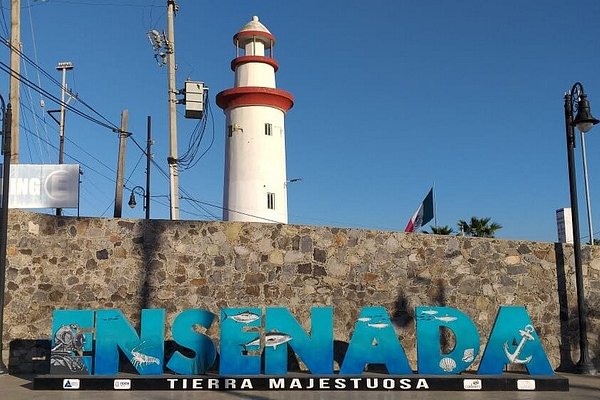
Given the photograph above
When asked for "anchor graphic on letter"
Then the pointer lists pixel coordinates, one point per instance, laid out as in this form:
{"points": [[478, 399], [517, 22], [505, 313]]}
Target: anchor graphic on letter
{"points": [[526, 335]]}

********************

(Stated task)
Copy out the text of the records above word for word, leaving out the pictures.

(Task response)
Given the photograph above
When asked for "anchor graphic on letter"
Then the pointer lists pixel coordinates, one point per instance, laid out as in this form:
{"points": [[478, 399], [517, 22], [505, 313]]}
Target: anchor graphic on letter
{"points": [[526, 335]]}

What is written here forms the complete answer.